Text under study —
In agreement with Victor Davis Hanson: “The Daily did neither.”

Ron Rodgers

I am a regular reader of Victor Davis Hanson; I have been for several years.  I find him to be smart, informed, logical and unafraid to take an unpopular stand.  But I also respect the fact that he never gets vicious in his writings. I can’t remember a time when he ever resorted to ad hominem arguments to make a point.

I’m also a regular reader of Instapundit and this evening I’m taking Glenn Reynolds’ suggestion that I contact The Stanford Daily to express my opinion of your recent editorial criticizing Hanson.

In short I agree wholeheartedly with Hanson’s response to your editorial.  If you disagree with him then please, please tell us why you disagree.  I’m open to learning new things.  Maybe I’ll agree with you when I’m done reading. But to just rant on and on with your harsh language and appealing to the Hoover Institution is just plain beneath Stanford, or any university for matter.  Actually, I expect more of high school students.

For me the most upsetting passage is:

“Thus, we issue this editorial as an open challenge to the Hoover Institution. If you find fault with Hanson’s grossly generalizing remarks and wish to be a leader in the discussion of modern American universities, then please: let us know.

If you do not, we hope you realize the damage you do to this university’s standing and to the well-being of higher education in America.”

Where’s the part about if you disagree with us, please tell us why?  Are you that sure of yourself?  There’s no possibility of a different point of view?  Why attend a university if you already know all there is to know?

In ending I’ll quote Hanson: A university newspaper that so easily casts charges of racism and wishes to silence the views of others is obligated to demonstrate why and how its allegations are true. The Daily did neither.

If there is more that your paper has to say about this story, please let me know.

David Bricker

Dear Editor,

The racist arrow, long used to wound anyone who questions affirmative action policy, has lost its’ sting.

Mr. Hanson is a serious and thoughtful man. Instead of refuting his premise you attacked him and called on the Heritage Foundation [sic] to apologize.

Extracted entries —
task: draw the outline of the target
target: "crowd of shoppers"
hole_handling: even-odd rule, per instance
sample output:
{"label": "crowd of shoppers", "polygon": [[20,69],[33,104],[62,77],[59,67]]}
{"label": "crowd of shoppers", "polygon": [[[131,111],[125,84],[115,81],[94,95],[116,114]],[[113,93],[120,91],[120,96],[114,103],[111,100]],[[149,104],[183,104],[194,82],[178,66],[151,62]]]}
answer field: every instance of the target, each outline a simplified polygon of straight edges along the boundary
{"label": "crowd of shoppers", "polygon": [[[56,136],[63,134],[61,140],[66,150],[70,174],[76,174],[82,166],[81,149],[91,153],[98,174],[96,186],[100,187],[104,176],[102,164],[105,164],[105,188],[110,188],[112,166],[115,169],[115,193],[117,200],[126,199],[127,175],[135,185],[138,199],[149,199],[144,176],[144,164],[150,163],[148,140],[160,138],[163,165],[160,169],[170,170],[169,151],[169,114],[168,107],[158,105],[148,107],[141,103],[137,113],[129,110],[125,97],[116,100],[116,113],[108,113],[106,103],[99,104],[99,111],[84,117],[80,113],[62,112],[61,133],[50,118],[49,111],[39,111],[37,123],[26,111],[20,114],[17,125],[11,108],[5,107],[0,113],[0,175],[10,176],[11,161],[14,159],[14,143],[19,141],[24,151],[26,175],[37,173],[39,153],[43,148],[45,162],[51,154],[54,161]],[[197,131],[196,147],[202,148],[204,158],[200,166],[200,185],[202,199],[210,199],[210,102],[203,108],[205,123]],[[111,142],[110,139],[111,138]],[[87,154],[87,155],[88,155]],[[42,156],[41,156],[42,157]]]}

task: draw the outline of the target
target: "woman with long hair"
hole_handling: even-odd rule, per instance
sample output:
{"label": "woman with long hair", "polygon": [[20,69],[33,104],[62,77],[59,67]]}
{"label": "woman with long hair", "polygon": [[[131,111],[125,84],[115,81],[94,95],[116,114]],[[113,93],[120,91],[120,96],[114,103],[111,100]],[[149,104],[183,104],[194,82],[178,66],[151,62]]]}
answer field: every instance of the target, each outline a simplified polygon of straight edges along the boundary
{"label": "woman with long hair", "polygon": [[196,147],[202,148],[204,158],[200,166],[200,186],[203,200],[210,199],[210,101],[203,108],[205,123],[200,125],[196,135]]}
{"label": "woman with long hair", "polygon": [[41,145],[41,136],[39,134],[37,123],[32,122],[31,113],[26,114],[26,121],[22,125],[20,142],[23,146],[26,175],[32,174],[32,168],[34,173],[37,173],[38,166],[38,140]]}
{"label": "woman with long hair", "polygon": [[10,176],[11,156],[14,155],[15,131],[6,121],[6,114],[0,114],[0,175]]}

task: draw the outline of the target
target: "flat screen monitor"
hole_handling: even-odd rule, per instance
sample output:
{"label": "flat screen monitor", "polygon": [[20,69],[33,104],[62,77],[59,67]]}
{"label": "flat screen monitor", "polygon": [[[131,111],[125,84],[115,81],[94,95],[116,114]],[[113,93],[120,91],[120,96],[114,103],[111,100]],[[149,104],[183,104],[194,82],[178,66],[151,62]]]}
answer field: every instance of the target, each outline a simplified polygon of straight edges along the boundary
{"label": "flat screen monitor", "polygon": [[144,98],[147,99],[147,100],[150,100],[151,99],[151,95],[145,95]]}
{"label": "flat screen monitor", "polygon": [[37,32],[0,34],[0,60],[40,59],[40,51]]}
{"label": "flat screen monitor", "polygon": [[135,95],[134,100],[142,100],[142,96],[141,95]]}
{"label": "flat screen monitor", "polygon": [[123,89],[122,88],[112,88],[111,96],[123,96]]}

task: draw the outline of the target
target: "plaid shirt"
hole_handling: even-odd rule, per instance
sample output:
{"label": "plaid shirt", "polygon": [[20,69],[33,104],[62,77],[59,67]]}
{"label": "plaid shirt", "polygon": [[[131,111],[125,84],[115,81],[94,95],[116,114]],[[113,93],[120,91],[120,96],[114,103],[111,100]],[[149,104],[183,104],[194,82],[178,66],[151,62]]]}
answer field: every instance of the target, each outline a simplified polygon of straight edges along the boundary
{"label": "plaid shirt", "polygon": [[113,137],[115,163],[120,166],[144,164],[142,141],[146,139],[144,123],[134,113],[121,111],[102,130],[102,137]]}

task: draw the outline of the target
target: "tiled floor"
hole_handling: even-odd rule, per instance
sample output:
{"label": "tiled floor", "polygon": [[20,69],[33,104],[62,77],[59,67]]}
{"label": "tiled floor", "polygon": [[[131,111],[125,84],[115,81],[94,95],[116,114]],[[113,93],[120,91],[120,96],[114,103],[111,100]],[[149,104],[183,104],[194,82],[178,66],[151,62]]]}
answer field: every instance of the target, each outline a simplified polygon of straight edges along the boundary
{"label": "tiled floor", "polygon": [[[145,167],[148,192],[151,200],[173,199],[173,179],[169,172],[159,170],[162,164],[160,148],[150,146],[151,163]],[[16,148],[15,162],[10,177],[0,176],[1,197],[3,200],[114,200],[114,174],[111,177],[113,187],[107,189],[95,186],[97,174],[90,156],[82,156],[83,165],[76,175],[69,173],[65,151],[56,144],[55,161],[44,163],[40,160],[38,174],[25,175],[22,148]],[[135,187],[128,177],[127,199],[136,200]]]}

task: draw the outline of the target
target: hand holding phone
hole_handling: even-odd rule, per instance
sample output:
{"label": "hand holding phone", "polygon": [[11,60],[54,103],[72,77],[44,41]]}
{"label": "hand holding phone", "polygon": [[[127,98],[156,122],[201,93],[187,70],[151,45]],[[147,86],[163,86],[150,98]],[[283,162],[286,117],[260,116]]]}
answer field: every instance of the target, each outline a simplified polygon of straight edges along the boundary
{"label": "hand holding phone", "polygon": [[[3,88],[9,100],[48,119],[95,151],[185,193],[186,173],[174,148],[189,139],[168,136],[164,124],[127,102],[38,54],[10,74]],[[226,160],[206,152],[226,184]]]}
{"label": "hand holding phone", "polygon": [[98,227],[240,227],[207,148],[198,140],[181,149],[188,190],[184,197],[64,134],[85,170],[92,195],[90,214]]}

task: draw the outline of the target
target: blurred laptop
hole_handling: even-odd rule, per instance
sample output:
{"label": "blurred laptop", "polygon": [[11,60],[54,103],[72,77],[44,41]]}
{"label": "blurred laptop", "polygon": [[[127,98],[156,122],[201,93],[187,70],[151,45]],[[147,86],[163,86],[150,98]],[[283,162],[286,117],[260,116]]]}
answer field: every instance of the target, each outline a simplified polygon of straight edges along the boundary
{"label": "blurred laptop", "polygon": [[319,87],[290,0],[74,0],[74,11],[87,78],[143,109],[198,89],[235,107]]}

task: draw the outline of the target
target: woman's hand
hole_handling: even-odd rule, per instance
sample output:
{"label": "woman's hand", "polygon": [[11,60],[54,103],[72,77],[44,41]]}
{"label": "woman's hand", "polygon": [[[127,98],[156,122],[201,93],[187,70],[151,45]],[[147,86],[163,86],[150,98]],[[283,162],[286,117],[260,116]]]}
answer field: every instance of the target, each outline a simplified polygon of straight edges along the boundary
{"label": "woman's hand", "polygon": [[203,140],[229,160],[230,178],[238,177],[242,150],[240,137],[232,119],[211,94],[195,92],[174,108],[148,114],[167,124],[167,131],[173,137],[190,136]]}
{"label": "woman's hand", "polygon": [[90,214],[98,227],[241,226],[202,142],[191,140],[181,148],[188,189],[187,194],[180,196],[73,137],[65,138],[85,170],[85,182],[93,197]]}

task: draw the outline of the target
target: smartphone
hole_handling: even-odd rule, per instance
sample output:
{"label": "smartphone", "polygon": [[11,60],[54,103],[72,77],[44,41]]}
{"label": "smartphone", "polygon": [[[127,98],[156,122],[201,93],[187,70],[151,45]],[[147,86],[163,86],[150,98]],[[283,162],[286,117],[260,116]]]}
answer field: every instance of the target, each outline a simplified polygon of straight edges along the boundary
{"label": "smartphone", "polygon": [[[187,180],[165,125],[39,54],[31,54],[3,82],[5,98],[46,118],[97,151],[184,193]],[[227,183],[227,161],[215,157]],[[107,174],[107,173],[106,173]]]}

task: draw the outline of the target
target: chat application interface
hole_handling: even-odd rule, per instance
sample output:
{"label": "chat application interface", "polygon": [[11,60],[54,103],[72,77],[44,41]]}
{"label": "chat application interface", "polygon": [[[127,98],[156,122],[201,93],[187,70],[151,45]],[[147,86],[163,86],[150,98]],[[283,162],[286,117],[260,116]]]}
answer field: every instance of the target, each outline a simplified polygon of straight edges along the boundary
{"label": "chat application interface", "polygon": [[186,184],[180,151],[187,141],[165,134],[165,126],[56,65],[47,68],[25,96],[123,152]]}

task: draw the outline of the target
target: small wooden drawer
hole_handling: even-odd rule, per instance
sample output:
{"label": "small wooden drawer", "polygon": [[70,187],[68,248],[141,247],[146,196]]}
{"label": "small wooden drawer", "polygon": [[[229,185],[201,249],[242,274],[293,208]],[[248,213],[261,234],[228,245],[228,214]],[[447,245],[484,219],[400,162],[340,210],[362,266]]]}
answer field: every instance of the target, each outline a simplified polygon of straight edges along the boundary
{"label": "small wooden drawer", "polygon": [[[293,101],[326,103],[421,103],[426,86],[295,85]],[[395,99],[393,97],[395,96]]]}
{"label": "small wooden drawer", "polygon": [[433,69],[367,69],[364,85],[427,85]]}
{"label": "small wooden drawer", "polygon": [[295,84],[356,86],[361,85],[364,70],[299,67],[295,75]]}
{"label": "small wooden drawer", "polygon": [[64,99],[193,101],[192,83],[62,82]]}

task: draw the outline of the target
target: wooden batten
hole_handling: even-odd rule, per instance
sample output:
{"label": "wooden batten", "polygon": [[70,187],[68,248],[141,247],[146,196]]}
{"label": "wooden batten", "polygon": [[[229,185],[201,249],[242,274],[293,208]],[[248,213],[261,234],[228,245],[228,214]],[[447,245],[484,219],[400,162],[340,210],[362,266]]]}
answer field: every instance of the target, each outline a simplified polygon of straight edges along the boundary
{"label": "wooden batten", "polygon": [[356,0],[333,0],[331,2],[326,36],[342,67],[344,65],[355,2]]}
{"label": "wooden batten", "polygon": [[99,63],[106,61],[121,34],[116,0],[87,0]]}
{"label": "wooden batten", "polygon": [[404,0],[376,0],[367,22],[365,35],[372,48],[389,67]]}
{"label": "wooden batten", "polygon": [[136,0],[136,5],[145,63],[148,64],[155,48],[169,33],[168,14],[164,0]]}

Your objective — From the letters to the editor, pull out the part that opens with the words containing "In ending I’ll" and closes with "lost its’ sting.", copying it word for word. The records have nothing to do with the letters to the editor and should be treated as separate material.

Answer section —
In ending I’ll quote Hanson: A university newspaper that so easily casts charges of racism and wishes to silence the views of others is obligated to demonstrate why and how its allegations are true. The Daily did neither.

If there is more that your paper has to say about this story, please let me know.

David Bricker

Dear Editor,

The racist arrow, long used to wound anyone who questions affirmative action policy, has lost its’ sting.